> _THE REQUEST_: Please write out all the records below again, swapping "Annotation guideline" for "Labeling rule" throughout and leaving everything else unchanged.

> _INFORMATION PROVIDED_:
>>>>

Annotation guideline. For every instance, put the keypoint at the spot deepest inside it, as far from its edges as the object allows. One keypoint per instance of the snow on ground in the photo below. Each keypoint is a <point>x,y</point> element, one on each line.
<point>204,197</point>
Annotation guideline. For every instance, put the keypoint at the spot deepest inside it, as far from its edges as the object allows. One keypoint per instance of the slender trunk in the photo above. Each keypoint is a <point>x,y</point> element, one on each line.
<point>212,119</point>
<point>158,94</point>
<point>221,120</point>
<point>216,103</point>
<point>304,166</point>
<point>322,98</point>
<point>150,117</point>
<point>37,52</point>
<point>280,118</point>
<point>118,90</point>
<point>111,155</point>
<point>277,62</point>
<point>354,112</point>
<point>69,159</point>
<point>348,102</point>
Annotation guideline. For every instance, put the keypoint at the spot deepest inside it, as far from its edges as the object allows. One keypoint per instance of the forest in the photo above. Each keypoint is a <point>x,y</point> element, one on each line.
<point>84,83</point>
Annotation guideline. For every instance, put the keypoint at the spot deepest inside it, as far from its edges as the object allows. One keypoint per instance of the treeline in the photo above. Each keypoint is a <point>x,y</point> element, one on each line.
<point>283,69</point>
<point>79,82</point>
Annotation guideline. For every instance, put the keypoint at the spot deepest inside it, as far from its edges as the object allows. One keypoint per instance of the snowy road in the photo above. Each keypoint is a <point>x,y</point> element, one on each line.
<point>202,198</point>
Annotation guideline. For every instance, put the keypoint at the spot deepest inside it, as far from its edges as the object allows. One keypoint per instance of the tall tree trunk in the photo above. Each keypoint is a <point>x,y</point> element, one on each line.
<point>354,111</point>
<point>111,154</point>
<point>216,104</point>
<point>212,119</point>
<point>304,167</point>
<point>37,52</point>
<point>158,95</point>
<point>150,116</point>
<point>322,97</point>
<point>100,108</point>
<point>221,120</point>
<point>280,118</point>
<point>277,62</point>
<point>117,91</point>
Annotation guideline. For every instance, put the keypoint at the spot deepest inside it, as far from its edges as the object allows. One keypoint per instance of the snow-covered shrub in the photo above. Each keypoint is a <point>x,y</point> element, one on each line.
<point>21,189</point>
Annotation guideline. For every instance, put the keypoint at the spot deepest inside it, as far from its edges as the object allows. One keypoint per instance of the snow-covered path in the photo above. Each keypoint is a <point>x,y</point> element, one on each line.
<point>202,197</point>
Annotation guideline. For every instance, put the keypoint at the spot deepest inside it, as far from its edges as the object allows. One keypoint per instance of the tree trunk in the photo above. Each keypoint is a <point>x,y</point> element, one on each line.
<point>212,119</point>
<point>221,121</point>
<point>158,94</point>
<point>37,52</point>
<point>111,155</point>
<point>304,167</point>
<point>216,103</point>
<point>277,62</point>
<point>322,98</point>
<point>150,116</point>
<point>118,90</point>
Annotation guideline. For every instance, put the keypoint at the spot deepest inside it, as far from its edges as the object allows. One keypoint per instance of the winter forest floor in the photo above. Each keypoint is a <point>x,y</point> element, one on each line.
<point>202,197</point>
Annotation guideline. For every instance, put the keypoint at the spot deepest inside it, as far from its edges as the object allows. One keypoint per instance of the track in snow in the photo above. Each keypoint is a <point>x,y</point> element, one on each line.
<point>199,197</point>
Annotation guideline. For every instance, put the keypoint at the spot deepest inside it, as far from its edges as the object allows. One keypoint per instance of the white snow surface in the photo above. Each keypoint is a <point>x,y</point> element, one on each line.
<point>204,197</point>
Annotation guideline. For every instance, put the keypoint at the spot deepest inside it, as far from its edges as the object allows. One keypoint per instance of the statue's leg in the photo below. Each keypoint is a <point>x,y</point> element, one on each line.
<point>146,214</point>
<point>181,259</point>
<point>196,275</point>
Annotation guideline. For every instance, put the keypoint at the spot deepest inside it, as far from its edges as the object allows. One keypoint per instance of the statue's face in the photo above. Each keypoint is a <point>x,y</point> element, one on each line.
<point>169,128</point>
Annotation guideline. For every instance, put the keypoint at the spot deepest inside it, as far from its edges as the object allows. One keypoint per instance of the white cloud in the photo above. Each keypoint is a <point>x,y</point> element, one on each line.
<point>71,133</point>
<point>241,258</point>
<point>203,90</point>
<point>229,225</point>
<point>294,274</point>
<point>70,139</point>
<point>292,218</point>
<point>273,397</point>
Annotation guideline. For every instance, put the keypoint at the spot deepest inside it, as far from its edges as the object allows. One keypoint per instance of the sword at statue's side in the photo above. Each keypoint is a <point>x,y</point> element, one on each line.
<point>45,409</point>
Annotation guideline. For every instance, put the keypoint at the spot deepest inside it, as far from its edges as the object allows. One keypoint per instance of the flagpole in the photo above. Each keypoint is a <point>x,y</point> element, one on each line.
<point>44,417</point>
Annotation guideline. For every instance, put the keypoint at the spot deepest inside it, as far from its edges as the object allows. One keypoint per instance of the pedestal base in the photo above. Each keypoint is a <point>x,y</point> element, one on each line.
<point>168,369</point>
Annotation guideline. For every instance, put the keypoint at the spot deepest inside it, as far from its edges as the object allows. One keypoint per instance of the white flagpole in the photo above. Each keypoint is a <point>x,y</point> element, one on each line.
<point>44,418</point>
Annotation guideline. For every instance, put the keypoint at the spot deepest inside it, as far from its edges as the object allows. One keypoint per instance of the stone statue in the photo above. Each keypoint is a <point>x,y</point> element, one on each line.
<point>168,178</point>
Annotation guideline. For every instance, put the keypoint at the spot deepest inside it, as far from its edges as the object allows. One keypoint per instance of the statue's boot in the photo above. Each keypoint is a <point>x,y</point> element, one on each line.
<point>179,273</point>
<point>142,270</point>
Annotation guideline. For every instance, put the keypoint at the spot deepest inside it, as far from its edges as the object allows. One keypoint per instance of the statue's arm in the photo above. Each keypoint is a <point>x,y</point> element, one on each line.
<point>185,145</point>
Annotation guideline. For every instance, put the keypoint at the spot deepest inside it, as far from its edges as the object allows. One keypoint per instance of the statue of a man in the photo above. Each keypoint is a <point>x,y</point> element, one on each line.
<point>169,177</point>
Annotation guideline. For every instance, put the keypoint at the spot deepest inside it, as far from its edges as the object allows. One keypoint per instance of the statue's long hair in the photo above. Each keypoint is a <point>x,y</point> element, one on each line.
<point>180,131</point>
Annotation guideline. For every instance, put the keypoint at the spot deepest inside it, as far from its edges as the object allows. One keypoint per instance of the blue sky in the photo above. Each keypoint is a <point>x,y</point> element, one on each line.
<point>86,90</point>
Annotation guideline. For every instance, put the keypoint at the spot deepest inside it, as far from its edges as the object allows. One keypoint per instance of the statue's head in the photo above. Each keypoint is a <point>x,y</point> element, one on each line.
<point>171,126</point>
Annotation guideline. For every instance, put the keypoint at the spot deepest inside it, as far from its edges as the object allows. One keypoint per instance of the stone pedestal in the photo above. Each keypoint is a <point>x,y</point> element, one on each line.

<<<<

> _WRITTEN ANSWER_:
Labeling rule. For every instance, put the keypoint at the spot deepest inside it, as far from its edges as the object allows. One keypoint per instance of the snow on ground in the photo below. Each keypoint is a <point>x,y</point> element, one on each line.
<point>204,197</point>
Labeling rule. For every instance, put the keypoint at the spot deepest inside it, as far from its edges as the object allows. One keypoint per instance of the slender trunk in the photo above. Each keypoint is a <point>x,y</point> element, one on each line.
<point>212,119</point>
<point>158,94</point>
<point>221,120</point>
<point>216,103</point>
<point>304,166</point>
<point>322,98</point>
<point>150,117</point>
<point>37,52</point>
<point>280,118</point>
<point>118,90</point>
<point>111,155</point>
<point>277,62</point>
<point>354,112</point>
<point>69,159</point>
<point>348,102</point>
Labeling rule. For every instance, put the keypoint at the spot deepest inside it, as far from its edges as the object allows. One keypoint per instance of the forest in the photo above. Each keypoint is a <point>x,y</point> element, one on each line.
<point>84,83</point>
Labeling rule. For every instance, put the keypoint at the spot deepest inside it, as far from its edges as the object allows. One keypoint per instance of the treeline in the photo above. Each keypoint is a <point>x,y</point> element, one on each line.
<point>283,69</point>
<point>79,82</point>
Labeling rule. For every instance, put the keypoint at the spot deepest inside it, as far from its edges as the object allows. One keypoint per instance of the snowy road in the photo above. Each keypoint is a <point>x,y</point> element, one on each line.
<point>202,198</point>
Labeling rule. For every instance, put the keypoint at the spot deepest inside it, as far from its edges as the object allows. One keypoint per instance of the tall tree trunk in the photo above. Each keypoint is a <point>x,y</point> element, one on each line.
<point>354,111</point>
<point>111,154</point>
<point>216,104</point>
<point>212,119</point>
<point>304,167</point>
<point>37,52</point>
<point>158,95</point>
<point>150,116</point>
<point>322,97</point>
<point>100,108</point>
<point>221,120</point>
<point>280,118</point>
<point>277,62</point>
<point>117,91</point>
Labeling rule. For every instance, put the keypoint at the spot deepest inside it, as far from its edges as the object allows. One keypoint per instance of the snow-covered shrub in the photo above. Each keypoint is a <point>x,y</point> element, one on each line.
<point>21,189</point>
Labeling rule. For every instance, put the keypoint at the spot deepest inside it, as far from its edges as the object allows. One keypoint per instance of the snow-covered path in the photo above. Each keypoint is a <point>x,y</point> element, one on each line.
<point>202,197</point>
Labeling rule. For every instance, put the keypoint at the spot deepest inside it, as far from its edges as the object allows. One keypoint per instance of the tree trunk in the photo above. Each keypoint is a <point>x,y</point> element, one on each line.
<point>212,119</point>
<point>221,121</point>
<point>158,94</point>
<point>37,52</point>
<point>111,155</point>
<point>304,167</point>
<point>216,103</point>
<point>277,62</point>
<point>322,98</point>
<point>150,116</point>
<point>118,90</point>
Labeling rule. For every instance, put the keypoint at the spot deepest inside it, as far from its edges as the object allows. One keypoint per instance of the winter forest floor in the photo above. Each keypoint is a <point>x,y</point> element, one on each line.
<point>202,197</point>
Labeling rule. For every instance, put the keypoint at the spot deepest inside it, as far from its edges as the object allows. One keypoint per instance of the track in snow in the photo above. Each keypoint is a <point>x,y</point> element, one on each line.
<point>199,197</point>
Labeling rule. For every instance, put the keypoint at the spot deepest inside it, as far from its edges as the object allows. One keypoint per instance of the white snow surface in the photo above. Each keypoint is a <point>x,y</point> element, one on each line.
<point>204,197</point>
Labeling rule. For every instance, put the keypoint at the spot deepest inside it, as far from its edges as the object allows. One keypoint per instance of the statue's leg in the photo below. Each keypoint is a <point>x,y</point> element, one on each line.
<point>146,214</point>
<point>181,259</point>
<point>196,275</point>
Labeling rule. For every instance, put the keypoint at the spot deepest inside it, as far from its edges as the object allows. One keypoint per instance of the statue's face in the photo above. Each keypoint is a <point>x,y</point> element, one on each line.
<point>169,128</point>
Labeling rule. For every instance, put the keypoint at the spot deepest inside it, as far from its edges as the object allows. One keypoint per instance of the white cloud in the photo above. Each keypoint is a <point>x,y</point> element, one on each line.
<point>71,133</point>
<point>241,258</point>
<point>203,90</point>
<point>229,225</point>
<point>294,274</point>
<point>70,139</point>
<point>292,218</point>
<point>273,397</point>
Labeling rule. For every instance, put the keypoint at the spot deepest inside it, as far from its edges as the object allows. One keypoint per instance of the sword at statue's side in the photo above. Each keypoint is a <point>x,y</point> element, one on each line.
<point>45,409</point>
Labeling rule. For every instance, put the keypoint at the spot deepest inside it, as far from its edges as the object allows. One keypoint per instance of the flagpole in the photo above. Each keypoint is a <point>x,y</point> element, one on each line.
<point>44,417</point>
Labeling rule. For every instance, put the keypoint at the spot deepest inside it, as far from its edges as the object allows. One keypoint per instance of the pedestal base in the photo above. Each keypoint is a <point>x,y</point> element, one on each line.
<point>168,369</point>
Labeling rule. For every instance, put the keypoint at the spot deepest inside it, as far from its edges as the object allows. One keypoint per instance of the white flagpole in the photo above. Each keypoint is a <point>x,y</point> element, one on each line.
<point>44,418</point>
Labeling rule. For every instance, put the keypoint at the spot deepest inside it, as far from its edges as the object allows. One keypoint per instance of the stone statue in the photo above. Each keypoint is a <point>x,y</point> element, one on each line.
<point>168,178</point>
Labeling rule. For every instance, put the keypoint at the spot deepest inside it, as far from its edges as the object allows. One keypoint per instance of the statue's boot in the photo above. Each keypoint is a <point>x,y</point> element, one on each line.
<point>179,273</point>
<point>142,270</point>
Labeling rule. For every instance, put the keypoint at the spot deepest inside it, as far from its edges as the object allows. One keypoint per instance of the statue's arm in the photo above. Each keypoint is a <point>x,y</point> element, one on each line.
<point>185,145</point>
Labeling rule. For every instance, put the keypoint at the spot deepest inside it, as far from its edges as the object allows. One keypoint per instance of the statue of a man in the photo above. Each keypoint is a <point>x,y</point> element, one on each line.
<point>169,177</point>
Labeling rule. For every instance, put the keypoint at the spot deepest inside it, as far from its edges as the object allows. One keypoint per instance of the statue's long hair in the photo above. Each keypoint is a <point>x,y</point> element, one on each line.
<point>180,131</point>
Labeling rule. For every instance, put the keypoint at the spot deepest inside it, as far from its edges as the object allows. One keypoint per instance of the blue sky in the photo above. Each keypoint is a <point>x,y</point> element, one on each line.
<point>86,90</point>
Labeling rule. For every instance, put the keypoint at the spot deepest inside it, as far from its edges as the object allows. One keypoint per instance of the statue's head in the photo above. Each keypoint is a <point>x,y</point> element, one on each line.
<point>171,126</point>
Labeling rule. For every instance, put the keypoint at the spot deepest inside it, as far from its edges as the object allows. One keypoint per instance of the stone pedestal in the photo above. Each keypoint is a <point>x,y</point> element, one on each line.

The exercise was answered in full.